原文

════

日本新聞労働組合連合は「突然の衆議院解散による選挙戦のどさくさに紛れた施行だ」と批判。「反対運動を風化させず、国民の知る権利を守る活動を続ける」と宣言した。
日本雑誌協会と日本書籍出版協会も、特定秘密の漏えいや取得に対し、最大で懲役十年という重い刑罰が科されることにより、取材行為が妨げられることを懸念。「法律が暴走しないよう、運用と政府の動きを監視し続ける」と訴えた。
改めて秘密保護法の廃止を求める会長声明
(日弁連会長声明)
本日、特定秘密の保護に関する法律が施行された。
当連合会は、本法律に対して、国民の知る権利を侵害し国民主権を形骸化するものであるとして、法案段階から再三にわたって反対の意見を表明してきた。その理由は、国が扱う情報は、本来国民の財産として国民に公表・公開されるべきものであるにもかかわらず、本法律は、行政機関が秘密指定できる情報の範囲が広範かつ曖昧であり、第三者のチェックができず、チェックしようとする国民、国会議員、報道関係者等を重罰規定によって牽制する結果、主権者国民が正しい意思決定を行うために必要な情報にアクセスできなくなるからである。
2014年7月26日に国際人権(自由権)規約委員会が日本政府に対して出した本法律に関する勧告意見においても、同様の懸念が表明されているところであり、その施行令や「特定秘密の指定及びその解除並びに適性評価の実施に関し統一的な運用を図るための基準」等を考慮しても、これらの懸念は、何ら払しょくされていない。しかも、2013年12月の本法律制定過程においても、主権者に対する十分な説明は存在せず、国民的な議論が尽くされたとは到底言えないのであり、民主主義国家における主権者の信任を得たものとはおよそ評価できない。
したがって、まずは本法律を廃止し、制度の必要性や内容について、改めて一から国民的な議論を行うべきである。
当連合会は、政府に対し、改めて本法律の廃止を強く求め、引き続き本法律の廃止のための活動を行っていく所存である。

════

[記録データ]
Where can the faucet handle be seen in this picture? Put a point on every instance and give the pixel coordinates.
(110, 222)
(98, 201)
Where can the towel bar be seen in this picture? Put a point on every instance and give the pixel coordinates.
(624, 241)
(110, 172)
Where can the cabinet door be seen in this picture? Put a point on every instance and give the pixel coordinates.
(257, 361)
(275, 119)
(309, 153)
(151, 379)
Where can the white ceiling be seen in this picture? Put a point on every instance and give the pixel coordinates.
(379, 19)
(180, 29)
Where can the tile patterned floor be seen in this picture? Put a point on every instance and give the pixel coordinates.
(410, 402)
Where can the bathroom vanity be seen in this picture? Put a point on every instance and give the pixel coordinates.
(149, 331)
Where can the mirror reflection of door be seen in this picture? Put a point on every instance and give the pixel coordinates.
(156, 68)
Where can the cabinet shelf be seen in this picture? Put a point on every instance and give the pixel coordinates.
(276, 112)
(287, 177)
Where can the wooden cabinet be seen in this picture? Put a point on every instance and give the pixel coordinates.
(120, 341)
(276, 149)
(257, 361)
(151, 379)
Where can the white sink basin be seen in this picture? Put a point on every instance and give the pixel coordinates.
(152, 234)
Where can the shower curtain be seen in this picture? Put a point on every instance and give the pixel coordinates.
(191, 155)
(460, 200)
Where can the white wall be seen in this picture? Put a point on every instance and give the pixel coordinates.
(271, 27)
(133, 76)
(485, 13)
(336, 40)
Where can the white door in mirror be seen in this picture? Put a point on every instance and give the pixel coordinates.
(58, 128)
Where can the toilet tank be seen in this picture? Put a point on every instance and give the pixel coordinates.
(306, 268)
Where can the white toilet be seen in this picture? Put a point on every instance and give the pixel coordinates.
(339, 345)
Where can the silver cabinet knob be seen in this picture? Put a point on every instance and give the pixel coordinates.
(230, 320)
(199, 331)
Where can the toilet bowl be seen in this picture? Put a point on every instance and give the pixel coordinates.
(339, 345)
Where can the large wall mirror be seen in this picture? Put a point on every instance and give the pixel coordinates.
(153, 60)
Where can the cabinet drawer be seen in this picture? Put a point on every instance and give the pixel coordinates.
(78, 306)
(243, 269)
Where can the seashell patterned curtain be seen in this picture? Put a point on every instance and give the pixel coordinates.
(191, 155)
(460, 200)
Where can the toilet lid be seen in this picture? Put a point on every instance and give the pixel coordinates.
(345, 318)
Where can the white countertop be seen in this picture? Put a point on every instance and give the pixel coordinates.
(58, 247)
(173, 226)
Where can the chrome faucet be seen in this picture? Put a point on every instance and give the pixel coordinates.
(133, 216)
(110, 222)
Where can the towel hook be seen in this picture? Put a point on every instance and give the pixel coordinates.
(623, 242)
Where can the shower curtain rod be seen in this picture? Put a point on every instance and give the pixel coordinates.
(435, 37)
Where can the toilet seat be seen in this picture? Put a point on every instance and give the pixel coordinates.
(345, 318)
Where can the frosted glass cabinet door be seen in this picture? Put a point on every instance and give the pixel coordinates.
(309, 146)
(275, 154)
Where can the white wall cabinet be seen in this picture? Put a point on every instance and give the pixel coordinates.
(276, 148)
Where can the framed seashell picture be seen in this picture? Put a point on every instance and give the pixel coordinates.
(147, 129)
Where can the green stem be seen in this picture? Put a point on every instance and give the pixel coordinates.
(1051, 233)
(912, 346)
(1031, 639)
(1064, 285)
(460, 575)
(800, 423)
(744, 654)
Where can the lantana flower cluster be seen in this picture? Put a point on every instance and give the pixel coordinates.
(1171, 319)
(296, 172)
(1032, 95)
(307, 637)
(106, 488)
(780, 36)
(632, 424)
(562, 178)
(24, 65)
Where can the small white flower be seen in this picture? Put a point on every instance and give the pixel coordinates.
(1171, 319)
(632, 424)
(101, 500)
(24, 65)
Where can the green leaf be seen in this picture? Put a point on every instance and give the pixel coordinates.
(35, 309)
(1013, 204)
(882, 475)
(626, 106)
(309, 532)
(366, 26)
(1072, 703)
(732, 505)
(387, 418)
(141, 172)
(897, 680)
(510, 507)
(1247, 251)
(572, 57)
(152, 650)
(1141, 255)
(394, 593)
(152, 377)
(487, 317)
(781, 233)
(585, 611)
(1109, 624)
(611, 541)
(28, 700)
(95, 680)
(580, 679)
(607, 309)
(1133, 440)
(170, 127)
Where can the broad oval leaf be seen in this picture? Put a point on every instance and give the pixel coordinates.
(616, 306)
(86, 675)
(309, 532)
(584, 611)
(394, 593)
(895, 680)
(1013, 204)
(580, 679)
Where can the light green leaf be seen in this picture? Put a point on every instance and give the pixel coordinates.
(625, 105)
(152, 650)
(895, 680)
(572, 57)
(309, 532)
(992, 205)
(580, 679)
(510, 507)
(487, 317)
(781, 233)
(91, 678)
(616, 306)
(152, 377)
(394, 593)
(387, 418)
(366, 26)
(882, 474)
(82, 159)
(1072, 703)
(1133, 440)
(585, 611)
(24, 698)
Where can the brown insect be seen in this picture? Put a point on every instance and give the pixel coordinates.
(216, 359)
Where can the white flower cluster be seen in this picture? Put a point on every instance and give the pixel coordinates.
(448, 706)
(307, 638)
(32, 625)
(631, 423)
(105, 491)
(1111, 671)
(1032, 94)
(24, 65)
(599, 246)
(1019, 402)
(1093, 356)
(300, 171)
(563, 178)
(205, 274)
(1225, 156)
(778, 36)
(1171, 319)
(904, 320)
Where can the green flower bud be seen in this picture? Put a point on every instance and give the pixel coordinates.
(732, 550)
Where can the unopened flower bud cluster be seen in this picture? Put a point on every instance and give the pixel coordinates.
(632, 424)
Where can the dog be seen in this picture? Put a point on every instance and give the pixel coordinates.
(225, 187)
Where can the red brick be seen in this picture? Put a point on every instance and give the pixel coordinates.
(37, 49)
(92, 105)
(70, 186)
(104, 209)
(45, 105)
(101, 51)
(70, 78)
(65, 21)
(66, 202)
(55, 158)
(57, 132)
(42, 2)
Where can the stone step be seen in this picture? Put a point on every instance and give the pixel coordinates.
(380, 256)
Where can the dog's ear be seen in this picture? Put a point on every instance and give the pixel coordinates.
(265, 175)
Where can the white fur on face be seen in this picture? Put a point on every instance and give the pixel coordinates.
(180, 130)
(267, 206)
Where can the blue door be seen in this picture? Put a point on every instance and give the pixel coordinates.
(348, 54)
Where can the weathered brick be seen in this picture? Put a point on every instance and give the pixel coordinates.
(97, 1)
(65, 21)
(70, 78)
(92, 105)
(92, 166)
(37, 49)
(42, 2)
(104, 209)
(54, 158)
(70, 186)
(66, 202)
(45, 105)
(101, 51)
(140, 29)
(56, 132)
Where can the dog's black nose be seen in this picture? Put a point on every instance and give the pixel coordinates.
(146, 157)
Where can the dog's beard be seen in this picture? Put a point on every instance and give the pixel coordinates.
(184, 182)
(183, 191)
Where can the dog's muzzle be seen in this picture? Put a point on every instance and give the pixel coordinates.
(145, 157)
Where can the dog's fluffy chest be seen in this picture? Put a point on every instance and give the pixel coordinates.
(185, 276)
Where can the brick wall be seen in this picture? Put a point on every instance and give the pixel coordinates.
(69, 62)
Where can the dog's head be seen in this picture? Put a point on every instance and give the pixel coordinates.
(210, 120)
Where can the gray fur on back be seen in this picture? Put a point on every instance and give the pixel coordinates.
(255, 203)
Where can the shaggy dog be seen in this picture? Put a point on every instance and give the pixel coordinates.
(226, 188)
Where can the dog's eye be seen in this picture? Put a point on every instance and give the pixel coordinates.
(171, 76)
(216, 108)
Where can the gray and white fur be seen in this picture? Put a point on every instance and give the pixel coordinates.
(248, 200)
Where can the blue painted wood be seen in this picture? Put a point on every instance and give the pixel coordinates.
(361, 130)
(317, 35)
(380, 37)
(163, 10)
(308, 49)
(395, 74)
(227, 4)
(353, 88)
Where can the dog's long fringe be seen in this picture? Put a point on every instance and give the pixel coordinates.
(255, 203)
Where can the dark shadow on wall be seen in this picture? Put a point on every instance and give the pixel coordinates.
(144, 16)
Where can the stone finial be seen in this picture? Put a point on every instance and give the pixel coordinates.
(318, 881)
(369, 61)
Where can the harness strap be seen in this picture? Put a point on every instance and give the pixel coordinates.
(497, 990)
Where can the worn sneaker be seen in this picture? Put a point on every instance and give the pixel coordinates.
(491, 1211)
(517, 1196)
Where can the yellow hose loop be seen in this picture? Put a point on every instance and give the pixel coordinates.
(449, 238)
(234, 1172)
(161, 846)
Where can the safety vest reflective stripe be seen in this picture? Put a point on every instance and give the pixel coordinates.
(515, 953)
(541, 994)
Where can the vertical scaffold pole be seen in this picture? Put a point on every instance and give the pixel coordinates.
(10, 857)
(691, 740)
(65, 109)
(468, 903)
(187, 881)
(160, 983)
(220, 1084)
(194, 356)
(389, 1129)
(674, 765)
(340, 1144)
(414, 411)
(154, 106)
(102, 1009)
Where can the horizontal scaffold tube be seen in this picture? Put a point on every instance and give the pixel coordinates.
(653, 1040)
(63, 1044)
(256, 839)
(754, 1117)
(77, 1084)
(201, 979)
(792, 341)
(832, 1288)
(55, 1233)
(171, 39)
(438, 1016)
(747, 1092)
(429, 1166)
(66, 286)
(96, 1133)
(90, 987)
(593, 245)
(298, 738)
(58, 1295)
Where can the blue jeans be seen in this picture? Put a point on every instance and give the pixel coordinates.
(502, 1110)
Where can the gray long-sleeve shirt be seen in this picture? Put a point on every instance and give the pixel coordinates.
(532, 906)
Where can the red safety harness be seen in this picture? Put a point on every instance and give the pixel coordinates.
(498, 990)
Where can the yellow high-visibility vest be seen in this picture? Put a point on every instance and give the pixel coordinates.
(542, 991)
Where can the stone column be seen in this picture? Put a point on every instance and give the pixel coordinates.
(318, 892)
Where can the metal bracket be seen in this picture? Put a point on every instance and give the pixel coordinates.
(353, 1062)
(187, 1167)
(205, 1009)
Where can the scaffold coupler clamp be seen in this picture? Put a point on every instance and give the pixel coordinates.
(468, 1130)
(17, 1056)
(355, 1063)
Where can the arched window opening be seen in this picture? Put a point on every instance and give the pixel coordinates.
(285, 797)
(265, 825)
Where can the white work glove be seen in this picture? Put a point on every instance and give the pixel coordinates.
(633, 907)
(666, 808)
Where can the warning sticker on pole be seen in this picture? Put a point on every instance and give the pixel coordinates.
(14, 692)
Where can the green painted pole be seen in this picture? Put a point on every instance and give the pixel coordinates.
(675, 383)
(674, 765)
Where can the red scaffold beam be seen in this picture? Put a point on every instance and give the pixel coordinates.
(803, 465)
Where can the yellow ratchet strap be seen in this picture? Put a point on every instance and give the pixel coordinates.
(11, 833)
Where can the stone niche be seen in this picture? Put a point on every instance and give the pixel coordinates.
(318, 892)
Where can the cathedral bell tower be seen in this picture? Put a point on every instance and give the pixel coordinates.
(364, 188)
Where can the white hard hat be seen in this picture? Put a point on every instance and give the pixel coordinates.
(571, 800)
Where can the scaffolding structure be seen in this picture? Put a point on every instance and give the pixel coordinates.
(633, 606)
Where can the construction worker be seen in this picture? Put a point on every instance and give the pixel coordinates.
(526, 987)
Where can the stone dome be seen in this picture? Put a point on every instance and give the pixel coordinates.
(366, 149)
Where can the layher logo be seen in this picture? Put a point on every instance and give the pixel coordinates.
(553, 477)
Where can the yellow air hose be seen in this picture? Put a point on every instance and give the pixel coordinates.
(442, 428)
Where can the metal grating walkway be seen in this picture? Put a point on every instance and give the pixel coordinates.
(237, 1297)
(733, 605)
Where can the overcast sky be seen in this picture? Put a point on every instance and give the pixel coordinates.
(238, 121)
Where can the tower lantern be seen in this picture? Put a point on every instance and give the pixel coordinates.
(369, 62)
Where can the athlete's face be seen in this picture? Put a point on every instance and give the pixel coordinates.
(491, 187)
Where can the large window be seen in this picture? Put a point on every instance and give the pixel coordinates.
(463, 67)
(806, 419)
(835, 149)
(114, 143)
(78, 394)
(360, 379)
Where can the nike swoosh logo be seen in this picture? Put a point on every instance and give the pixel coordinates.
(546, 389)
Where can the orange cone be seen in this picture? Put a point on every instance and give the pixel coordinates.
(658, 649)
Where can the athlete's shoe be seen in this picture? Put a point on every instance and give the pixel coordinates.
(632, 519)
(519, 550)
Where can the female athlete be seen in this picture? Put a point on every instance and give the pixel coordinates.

════

短い課題
特定秘密保護法の施行をめぐる原文を、全文一字一句違えずに書き写してください。 この資料は使わなくてよい。

課題への回答
日本新聞労働組合連合は「突然の衆議院解散による選挙戦のどさくさに紛れた施行だ」と批判。「反対運動を風化させず、国民の知る権利を守る活動を続ける」と宣言した。
日本雑誌協会と日本書籍出版協会も、特定秘密の漏えいや取得に対し、最大で懲役十年という重い刑罰が科されることにより、取材行為が妨げられることを懸念。「法律が暴走しないよう、運用と政府の動きを監視し続ける」と訴えた。
改めて秘密保護法の廃止を求める会長声明
(日弁連会長声明)
本日、特定秘密の保護に関する法律が施行された。
当連合会は、本法律に対して、国民の知る権利を侵害し国民主権を形骸化するものであるとして、法案段階から再三にわたって反対の意見を表明してきた。その理由は、国が扱う情報は、本来国民の財産として国民に公表・公開されるべきものであるにもかかわらず、本法律は、行政機関が秘密指定できる情報の範囲が広範かつ曖昧であり、第三者のチェックができず、チェックしようとする国民、国会議員、報道関係者等を重罰規定によって牽制する結果、主権者国民が正しい意思決定を行うために必要な情報にアクセスできなくなるからである。
2014年7月26日に国際人権(自由権)規約委員会が日本政府に対して出した本法律に関する勧告意見においても、同様の懸念が表明されているところであり、その施行令や「特定秘密の指定及びその解除並びに適性評価の実施に関し統一的な運用を図るための基準」等を考慮しても、これらの懸念は、何ら払しょくされていない。しかも、2013年12月の本法律制定過程においても、主権者に対する十分な説明は存在せず、国民的な議論が尽くされたとは到底言えないのであり、民主主義国家における主権者の信任を得たものとはおよそ評価できない。
したがって、まずは本法律を廃止し、制度の必要性や内容について、改めて一から国民的な議論を行うべきである。
当連合会は、政府に対し、改めて本法律の廃止を強く求め、引き続き本法律の廃止のための活動を行っていく所存である。